» EXERCICE PROPOSÉ:
Écrivez la suite de l'article ci-dessous sur Julian Assange et les Martyrs de Tolpuddle, en reprenant juste après la citation de George Loveless.

» EXTRAIT DU TEXTE:
👁🗨 Julian Assange & Tolpuddle : deux grandes erreurs judiciaires
Les syndicalistes devraient se souvenir des projets de textes secrets, de traités internationaux - le TTIP - publiés par Wikileaks. Il est temps pour eux de s'acquitter de leur dette envers Assange...
👁🗨 Julian Assange & Tolpuddle : deux grandes erreurs judiciaires
Par Helen Mercer, le 16 juillet 2023
Helen Mercer explique les parallèles entre les deux affaires, et
le Committee to Defend Julian Assange sera présent au festival cette année.
"Donnez-moi la liberté de penser, de parler et d'argumenter librement, selon ma conscience, avant toute autre liberté" - George Loveless, leader des Martyrs de Tolpuddle, 1834.

» Entrées d'origine:
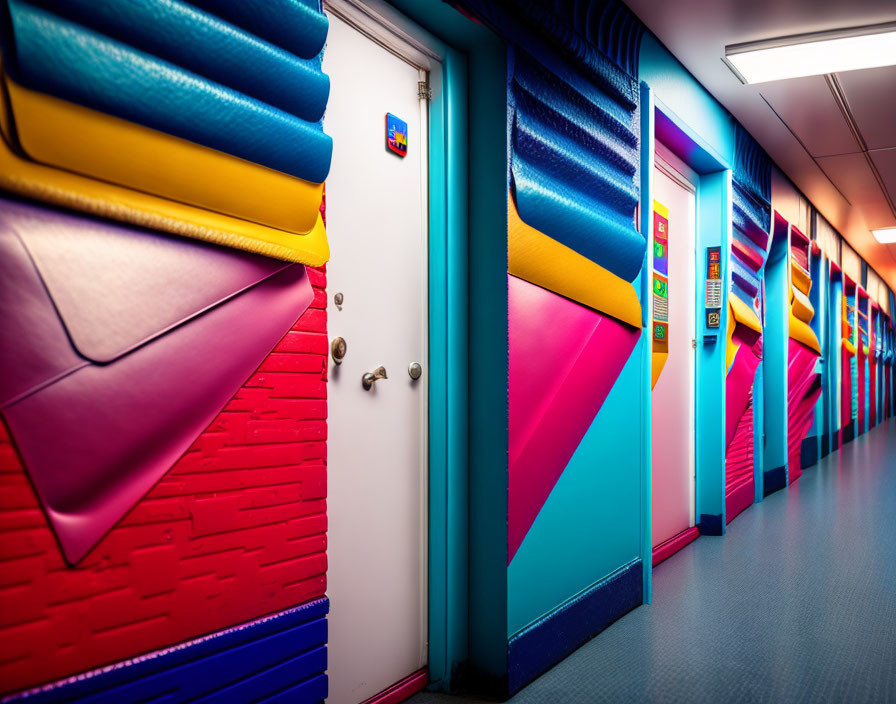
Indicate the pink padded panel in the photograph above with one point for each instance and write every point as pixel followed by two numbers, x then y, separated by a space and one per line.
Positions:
pixel 740 485
pixel 803 390
pixel 96 437
pixel 739 385
pixel 564 359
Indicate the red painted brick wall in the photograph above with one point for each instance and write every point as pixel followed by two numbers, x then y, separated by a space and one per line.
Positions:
pixel 236 530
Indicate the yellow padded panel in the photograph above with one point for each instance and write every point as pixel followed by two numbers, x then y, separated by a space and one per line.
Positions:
pixel 801 305
pixel 658 361
pixel 800 278
pixel 744 315
pixel 535 257
pixel 87 141
pixel 801 332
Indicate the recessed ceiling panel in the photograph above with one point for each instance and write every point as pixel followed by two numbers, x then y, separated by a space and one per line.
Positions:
pixel 809 109
pixel 853 176
pixel 885 161
pixel 872 98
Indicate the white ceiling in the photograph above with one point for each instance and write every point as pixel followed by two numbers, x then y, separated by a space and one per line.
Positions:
pixel 851 179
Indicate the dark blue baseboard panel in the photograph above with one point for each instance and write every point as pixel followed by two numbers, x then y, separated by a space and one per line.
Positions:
pixel 711 524
pixel 773 480
pixel 809 451
pixel 276 659
pixel 546 642
pixel 849 432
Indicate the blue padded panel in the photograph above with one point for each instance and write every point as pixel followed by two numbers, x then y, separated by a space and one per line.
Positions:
pixel 580 29
pixel 574 161
pixel 112 77
pixel 552 638
pixel 210 47
pixel 773 480
pixel 285 652
pixel 295 25
pixel 751 209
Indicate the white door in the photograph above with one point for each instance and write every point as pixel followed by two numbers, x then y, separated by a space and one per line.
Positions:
pixel 673 395
pixel 377 289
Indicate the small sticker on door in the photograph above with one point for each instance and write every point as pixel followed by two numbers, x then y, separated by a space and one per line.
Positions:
pixel 396 135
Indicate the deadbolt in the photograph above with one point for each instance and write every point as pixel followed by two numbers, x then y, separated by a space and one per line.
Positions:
pixel 368 380
pixel 337 349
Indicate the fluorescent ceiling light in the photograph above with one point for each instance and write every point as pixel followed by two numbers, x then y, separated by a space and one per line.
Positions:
pixel 814 54
pixel 885 236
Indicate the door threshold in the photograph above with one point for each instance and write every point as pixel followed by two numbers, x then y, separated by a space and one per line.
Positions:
pixel 671 546
pixel 401 690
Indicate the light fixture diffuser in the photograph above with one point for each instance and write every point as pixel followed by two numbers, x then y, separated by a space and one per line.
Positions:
pixel 814 54
pixel 886 235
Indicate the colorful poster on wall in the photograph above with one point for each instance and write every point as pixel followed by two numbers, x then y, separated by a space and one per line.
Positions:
pixel 660 272
pixel 396 135
pixel 713 287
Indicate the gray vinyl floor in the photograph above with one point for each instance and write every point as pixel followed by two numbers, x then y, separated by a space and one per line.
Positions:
pixel 797 603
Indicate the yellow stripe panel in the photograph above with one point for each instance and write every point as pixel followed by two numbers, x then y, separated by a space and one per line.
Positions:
pixel 731 347
pixel 800 278
pixel 744 315
pixel 75 138
pixel 801 306
pixel 107 200
pixel 535 257
pixel 801 332
pixel 658 361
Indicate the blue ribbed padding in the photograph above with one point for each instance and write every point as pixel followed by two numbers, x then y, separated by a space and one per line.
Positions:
pixel 207 45
pixel 298 26
pixel 574 159
pixel 277 658
pixel 578 29
pixel 751 210
pixel 54 55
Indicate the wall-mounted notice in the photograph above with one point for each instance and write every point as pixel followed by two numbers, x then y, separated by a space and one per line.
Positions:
pixel 660 273
pixel 713 277
pixel 713 287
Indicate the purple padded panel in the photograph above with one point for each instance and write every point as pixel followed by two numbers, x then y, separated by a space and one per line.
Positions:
pixel 95 437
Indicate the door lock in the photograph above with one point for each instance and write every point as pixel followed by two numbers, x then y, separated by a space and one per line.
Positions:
pixel 338 349
pixel 370 378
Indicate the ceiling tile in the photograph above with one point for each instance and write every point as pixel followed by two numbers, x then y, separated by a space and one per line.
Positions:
pixel 885 161
pixel 809 109
pixel 852 175
pixel 871 94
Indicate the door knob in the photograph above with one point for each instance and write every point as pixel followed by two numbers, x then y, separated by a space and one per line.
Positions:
pixel 368 380
pixel 337 349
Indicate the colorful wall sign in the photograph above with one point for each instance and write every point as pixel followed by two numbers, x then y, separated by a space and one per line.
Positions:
pixel 396 135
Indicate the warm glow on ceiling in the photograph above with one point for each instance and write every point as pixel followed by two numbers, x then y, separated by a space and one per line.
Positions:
pixel 814 54
pixel 885 236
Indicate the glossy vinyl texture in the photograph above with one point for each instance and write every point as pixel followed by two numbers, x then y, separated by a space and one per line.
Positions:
pixel 574 163
pixel 107 74
pixel 210 47
pixel 103 388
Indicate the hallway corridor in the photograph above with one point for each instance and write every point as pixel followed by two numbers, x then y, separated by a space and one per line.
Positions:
pixel 797 603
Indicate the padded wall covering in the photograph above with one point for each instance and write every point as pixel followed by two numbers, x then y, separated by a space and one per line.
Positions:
pixel 751 195
pixel 110 390
pixel 803 381
pixel 574 167
pixel 154 93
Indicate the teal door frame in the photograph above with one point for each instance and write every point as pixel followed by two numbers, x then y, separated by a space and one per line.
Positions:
pixel 468 347
pixel 714 229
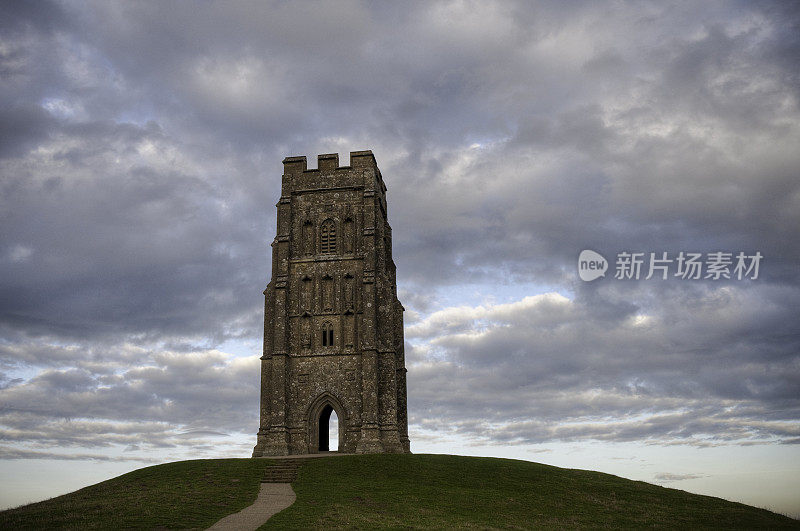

» RÉPONSE ATTENDUE:
"L'un des meilleurs moyens d'obtenir justice est de dénoncer l'injustice" – Julian Assange, en détention provisoire à Belmarsh depuis plus de quatre ans.
Les martyrs de Tolpuddle étaient des syndicalistes déportés en Australie en 1834 pour avoir réclamé des salaires plus élevés. Julian Assange est un journaliste australien qui risque d'être extradé de Grande-Bretagne vers les États-Unis pour avoir publié la vérité sur les crimes de guerre commis par les États-Unis en Irak et en Afghanistan. À première vue, les deux affaires semblent totalement différentes.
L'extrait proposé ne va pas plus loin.